WHAT YOU NEED TO DO.
Lay out every line of the items below as a JSON list of strings, one string per line, omitting blank lines and leaving out the pictures.

MATERIAL SHOWN.
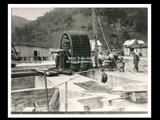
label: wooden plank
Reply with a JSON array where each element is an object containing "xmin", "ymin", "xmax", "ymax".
[
  {"xmin": 49, "ymin": 89, "xmax": 59, "ymax": 110},
  {"xmin": 11, "ymin": 71, "xmax": 41, "ymax": 78}
]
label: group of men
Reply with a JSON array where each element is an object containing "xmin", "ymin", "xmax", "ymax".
[{"xmin": 101, "ymin": 51, "xmax": 140, "ymax": 83}]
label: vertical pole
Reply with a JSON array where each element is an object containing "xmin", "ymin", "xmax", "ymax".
[
  {"xmin": 92, "ymin": 8, "xmax": 98, "ymax": 68},
  {"xmin": 44, "ymin": 70, "xmax": 49, "ymax": 111},
  {"xmin": 65, "ymin": 82, "xmax": 68, "ymax": 112}
]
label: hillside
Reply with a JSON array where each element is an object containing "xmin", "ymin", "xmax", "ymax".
[
  {"xmin": 12, "ymin": 8, "xmax": 147, "ymax": 49},
  {"xmin": 11, "ymin": 16, "xmax": 30, "ymax": 32}
]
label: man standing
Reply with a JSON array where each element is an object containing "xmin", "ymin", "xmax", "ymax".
[
  {"xmin": 101, "ymin": 69, "xmax": 108, "ymax": 83},
  {"xmin": 132, "ymin": 51, "xmax": 139, "ymax": 71}
]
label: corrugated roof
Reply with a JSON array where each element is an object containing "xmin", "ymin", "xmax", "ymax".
[
  {"xmin": 123, "ymin": 39, "xmax": 144, "ymax": 46},
  {"xmin": 123, "ymin": 39, "xmax": 136, "ymax": 46}
]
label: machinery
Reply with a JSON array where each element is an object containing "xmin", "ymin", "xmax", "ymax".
[{"xmin": 52, "ymin": 31, "xmax": 91, "ymax": 71}]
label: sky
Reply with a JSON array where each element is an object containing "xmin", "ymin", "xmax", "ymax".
[{"xmin": 11, "ymin": 8, "xmax": 53, "ymax": 20}]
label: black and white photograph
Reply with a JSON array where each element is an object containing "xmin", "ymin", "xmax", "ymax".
[{"xmin": 8, "ymin": 4, "xmax": 152, "ymax": 118}]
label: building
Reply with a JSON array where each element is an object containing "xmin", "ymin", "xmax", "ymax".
[
  {"xmin": 123, "ymin": 39, "xmax": 148, "ymax": 57},
  {"xmin": 15, "ymin": 45, "xmax": 55, "ymax": 61}
]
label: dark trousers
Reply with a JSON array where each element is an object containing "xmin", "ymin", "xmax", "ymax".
[{"xmin": 134, "ymin": 61, "xmax": 139, "ymax": 71}]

EXERCISE ANSWER.
[
  "label: wooden plank",
  "Reply with a JSON array where each element is an object containing \"xmin\", \"ymin\", \"xmax\", \"ymax\".",
  "[",
  "  {\"xmin\": 49, \"ymin\": 89, \"xmax\": 59, \"ymax\": 110},",
  "  {\"xmin\": 11, \"ymin\": 71, \"xmax\": 41, \"ymax\": 78}",
  "]",
  "label: group of men",
  "Reply with a JSON array where each element is an object containing \"xmin\", \"ymin\", \"xmax\", \"ymax\".",
  "[{\"xmin\": 101, \"ymin\": 51, \"xmax\": 140, \"ymax\": 83}]",
  "label: vertical pole",
  "Reply with a JSON array where each element is an object containing \"xmin\", \"ymin\", \"xmax\", \"ymax\".",
  "[",
  "  {\"xmin\": 92, \"ymin\": 8, \"xmax\": 98, \"ymax\": 68},",
  "  {\"xmin\": 44, \"ymin\": 70, \"xmax\": 49, \"ymax\": 111},",
  "  {\"xmin\": 65, \"ymin\": 82, \"xmax\": 68, \"ymax\": 112}",
  "]",
  "label: hillside",
  "Reply with a JSON array where each element is an object containing \"xmin\", \"ymin\", \"xmax\", \"ymax\".",
  "[",
  "  {\"xmin\": 12, \"ymin\": 8, \"xmax\": 147, \"ymax\": 49},",
  "  {\"xmin\": 11, \"ymin\": 16, \"xmax\": 30, \"ymax\": 32}",
  "]",
  "label: man standing",
  "Reply with a JSON array where each element is an object containing \"xmin\", \"ymin\", \"xmax\", \"ymax\".",
  "[",
  "  {\"xmin\": 101, \"ymin\": 69, \"xmax\": 108, \"ymax\": 83},",
  "  {\"xmin\": 132, \"ymin\": 51, \"xmax\": 139, \"ymax\": 71}",
  "]",
  "label: corrugated roof",
  "Reply with a JSON array where each element is an object containing \"xmin\", \"ymin\", \"xmax\", \"ymax\".",
  "[",
  "  {\"xmin\": 123, \"ymin\": 39, \"xmax\": 144, \"ymax\": 46},",
  "  {\"xmin\": 123, \"ymin\": 39, \"xmax\": 136, \"ymax\": 46}",
  "]",
  "label: machinery",
  "Reply with a JSON array where each element is an object containing \"xmin\", \"ymin\", \"xmax\", \"ymax\".",
  "[{\"xmin\": 52, \"ymin\": 31, \"xmax\": 91, \"ymax\": 71}]",
  "label: sky",
  "Reply with a JSON array where each element is an object containing \"xmin\", \"ymin\", \"xmax\", \"ymax\".",
  "[{\"xmin\": 11, \"ymin\": 8, \"xmax\": 53, \"ymax\": 20}]",
  "label: black and white photograph",
  "Reply with a JSON array where each element is an object containing \"xmin\", \"ymin\", \"xmax\", \"ymax\".",
  "[{\"xmin\": 8, \"ymin\": 4, \"xmax\": 152, \"ymax\": 118}]",
  "label: building",
  "Reply with a JSON array where each element is an object containing \"xmin\", \"ymin\", \"xmax\", \"ymax\".",
  "[",
  "  {\"xmin\": 123, \"ymin\": 39, \"xmax\": 148, \"ymax\": 57},",
  "  {\"xmin\": 15, \"ymin\": 45, \"xmax\": 55, \"ymax\": 61}",
  "]",
  "label: dark trousers",
  "Reply with a JSON array where each element is an object containing \"xmin\", \"ymin\", \"xmax\", \"ymax\".",
  "[{\"xmin\": 134, \"ymin\": 61, \"xmax\": 139, \"ymax\": 71}]"
]